EXTRACT ->
Ever since it won the Golden Lion at the 2012 Venice Film Festival, Kim Ki-duk's Pieta has divided its audiences into "fucking brilliant!" or "fucking garbage!" camps just as harshly and brutally as its protagonist acts when he beats delinquent debtors into crippledom. And we now understand, at least in the abstract, where that sharp divide in the audience first comes from.

There's no way around it: this is an intensely violent, and frequently quite unpleasant film. I think that's something that defenders and detractors alike - and let's go ahead and clarify, I count myself a defender - have to agree on; the only difference opinion is not whether Pieta is a grueling experience, but whether that experience ends up building to something. I believe it does; Kim has worn a lot of hats in his directorial career, including that of provocateur, but for all its closely-observed nastiness, Pieta is about more than just human viciousness. The very title already tells us what the assumed point of the suffering is: transfiguration through sorrow. In other words, if the film doesn't grind us into a damp little smear to begin with, how can it ever give us the release of seeing the beauty of pity and forgiveness (and we should note that beyond the religious/artistic connotation, "pietà" is etymologically linked to "pity" - and to "piety", though that word doesn't obviously apply to this film)?

SUPPLIED ENTRIES ->
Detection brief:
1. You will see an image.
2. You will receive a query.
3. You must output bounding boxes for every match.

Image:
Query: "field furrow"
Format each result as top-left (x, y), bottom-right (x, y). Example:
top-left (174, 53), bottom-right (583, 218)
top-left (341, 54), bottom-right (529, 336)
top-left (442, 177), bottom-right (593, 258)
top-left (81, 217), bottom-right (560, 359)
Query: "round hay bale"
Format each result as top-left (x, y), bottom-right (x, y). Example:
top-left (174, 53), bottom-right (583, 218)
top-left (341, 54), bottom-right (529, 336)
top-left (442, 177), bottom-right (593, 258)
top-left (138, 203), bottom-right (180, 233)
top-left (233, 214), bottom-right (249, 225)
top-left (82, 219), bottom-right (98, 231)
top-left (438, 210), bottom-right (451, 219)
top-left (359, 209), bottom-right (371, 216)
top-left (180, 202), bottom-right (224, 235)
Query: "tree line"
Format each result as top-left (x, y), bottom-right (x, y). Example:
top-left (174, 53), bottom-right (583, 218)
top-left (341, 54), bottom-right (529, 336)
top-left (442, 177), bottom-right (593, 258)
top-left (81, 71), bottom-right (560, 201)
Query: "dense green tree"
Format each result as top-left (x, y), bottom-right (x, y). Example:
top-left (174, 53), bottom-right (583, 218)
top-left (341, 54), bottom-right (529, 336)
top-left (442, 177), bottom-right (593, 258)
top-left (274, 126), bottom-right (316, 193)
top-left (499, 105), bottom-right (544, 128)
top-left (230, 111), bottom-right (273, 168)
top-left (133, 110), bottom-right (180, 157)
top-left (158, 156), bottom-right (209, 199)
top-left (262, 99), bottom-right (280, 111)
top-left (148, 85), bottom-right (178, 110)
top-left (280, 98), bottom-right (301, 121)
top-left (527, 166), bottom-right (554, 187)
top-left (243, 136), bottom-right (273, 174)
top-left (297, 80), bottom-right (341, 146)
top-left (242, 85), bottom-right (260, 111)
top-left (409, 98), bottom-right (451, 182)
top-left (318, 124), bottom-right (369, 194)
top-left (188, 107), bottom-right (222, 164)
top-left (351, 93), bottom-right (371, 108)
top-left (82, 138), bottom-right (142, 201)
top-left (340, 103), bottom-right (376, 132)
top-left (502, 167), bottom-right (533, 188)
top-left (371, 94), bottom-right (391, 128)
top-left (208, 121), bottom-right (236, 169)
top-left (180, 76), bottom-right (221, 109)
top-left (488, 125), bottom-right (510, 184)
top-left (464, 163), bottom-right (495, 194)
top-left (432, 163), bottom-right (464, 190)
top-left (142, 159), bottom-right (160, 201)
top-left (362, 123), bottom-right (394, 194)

REQUIRED ACTIONS ->
a) Could you write out, word for word, the passage of the Pieta review starting at "Ever since it" and ending at "first comes from."?
b) Can you write the next part of the Pieta review, picking up after its last sentence?
These rows have nothing to do with the Pieta review.

RESPONSES FOR EACH TASK ->
a)
Ever since it won the Golden Lion at the 2012 Venice Film Festival, Kim Ki-duk's Pieta has divided its audiences into "fucking brilliant!" or "fucking garbage!" camps just as harshly and brutally as its protagonist acts when he beats delinquent debtors into crippledom. And we now understand, at least in the abstract, where that sharp divide in the audience first comes from.

b)
The figure so much in need of pity, both receiving it and giving it back to the world - is Kang-do (Lee Jung-lin), a thug in the employee of some loan sharks. His job consists of approaching those unable to pay off their debts with an offer: if you'll let me beat you until you become permanently crippled, I'll take the social assistance insurance you'll get for your newfound physical limitations, and we'll call it square. Sometimes he goes too far, and the victim ends up dead; sometimes he goes even farther, and the victim is alive in such a devastated emotional state that physical death would be a glossy bit of fun in comparison. It's one such man that we meet as the film opens: having lost the use of his legs, he wraps a chain around his neck in an industrial garage of some sort, he presses a button that begins winching the chain up, and it slowly pulls him from his wheelchair, strangling him with great deliberateness, though in a remarkable moment of restraint, Kim elects to focus on his feet during this process, and not his face. This moment is immediately followed with a context-free scene of Kang-do humping a pillow to orgasm in his solitary apartment, and while the film wins negative subtlety points for this one, it's at least true that this kind of one-two equivalence of hideous death and erotic excitement is the kind of thing you don't forget in a day or a week.

Into Kang-do's completely horrible but self-satisfied life - and not till after a good long sequence depicting in candid but not gore-hungry detail the sort of stuff he gets up to every day at work - comes Mi-sun (Jo Min-su), a middle-aged woman identifying herself as his mother, gone these thirty years since he was the tiniest scrap of a babe. This shakes things up for the mobster considerably; instead of the psychopathic cool be brings to all his jobs, he feels something that starts out looking like genuine, venomous rage for his mother. And this first truly explosive emotion triggers the shift that Mi-sun's steady, dogged presence will encourage throughout all the rest of the film: the development of empathy and guilt, and the realisation that he has destroyed so many lives over the years that atonement isn't even an applicable concept anymore.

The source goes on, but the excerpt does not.